§ Azioni da svolgere:
[A] Ricopia dal testo sui comitati di sorveglianza il brano da "2. Per quanto" a "Stati membri partecipanti.".
[B] Nel testo sui comitati di sorveglianza, qual è, come regola generale, il preavviso minimo per le riunioni e la trasmissione dei documenti?
═══ Estratto del testo ═══
2. Per quanto riguarda i comitati di sorveglianza dei programmi di cooperazione territoriale europea, i partner possono essere rappresentati da organizzazioni ombrello a livello transnazionale o dell’Unione nell’ambito dei programmi di cooperazione interregionale e transnazionale. Gli Stati membri possono coinvolgere i partner nella preparazione del comitato di sorveglianza, in particolare tramite la loro partecipazione ai comitati di coordinamento a livello nazionale negli Stati membri partecipanti.
Articolo 11
Norme che disciplinano la procedura del comitato di sorveglianza
Nel formulare le norme che disciplinano la procedura, i comitati di sorveglianza devono tenere conto dei seguenti elementi:
a) |
i diritti di voto dei membri; |
b) |
il preavviso da dare per le riunioni e la trasmissione dei documenti che, come regola generale, non può essere inferiore a 10 giorni lavorativi; |
c) |
le modalità di pubblicazione e accessibilità dei documenti preparatori presentati al comitato di sorveglianza; |
d) |
la procedura di adozione, pubblicazione e accessibilità dei verbali; |
e) |
le modalità di istituzione dei gruppi di lavoro e relative alle loro attività nell’ambito dei comitati di sorveglianza; |
f) |
le disposizioni sul conflitto di interessi per i partner coinvolti nella sorveglianza, nella valutazione e negli inviti a presentare proposte; |
g) |
le condizioni, i principi e le modalità che regolamentano i rimborsi, le opportunità di sviluppo delle capacità e il ricorso all’assistenza tecnica. |
CAPO V
PRINCIPI ESSENZIALI E BUONE PRASSI PER QUANTO RIGUARDA IL COINVOLGIMENTO DEI PARTNER PERTINENTI NELLA PREPARAZIONE DI INVITI A PRESENTARE PROPOSTE E RELAZIONI SULLO STATO DEI LAVORI E IN MATERIA DI SORVEGLIANZA E DI VALUTAZIONE DEI PROGRAMMI
Articolo 12
Obblighi in merito alla protezione dei dati, alla riservatezza e al conflitto di interessi
Gli Stati membri provvedono a che i partner coinvolti nella preparazione di inviti a presentare proposte, relazioni sullo stato dei lavori e attività di sorveglianza e valutazione dei programmi siano consapevoli dei loro obblighi relativi alla protezione dei dati, alla riservatezza e al conflitto di interessi.
═══ Estratto dei dati ═══
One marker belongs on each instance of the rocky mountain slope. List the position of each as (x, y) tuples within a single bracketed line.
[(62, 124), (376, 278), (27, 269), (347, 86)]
═══
§ Risultati in ordine:
[A]
2. Per quanto riguarda i comitati di sorveglianza dei programmi di cooperazione territoriale europea, i partner possono essere rappresentati da organizzazioni ombrello a livello transnazionale o dell’Unione nell’ambito dei programmi di cooperazione interregionale e transnazionale. Gli Stati membri possono coinvolgere i partner nella preparazione del comitato di sorveglianza, in particolare tramite la loro partecipazione ai comitati di coordinamento a livello nazionale negli Stati membri partecipanti.

[B] Non può essere inferiore a 10 giorni lavorativi.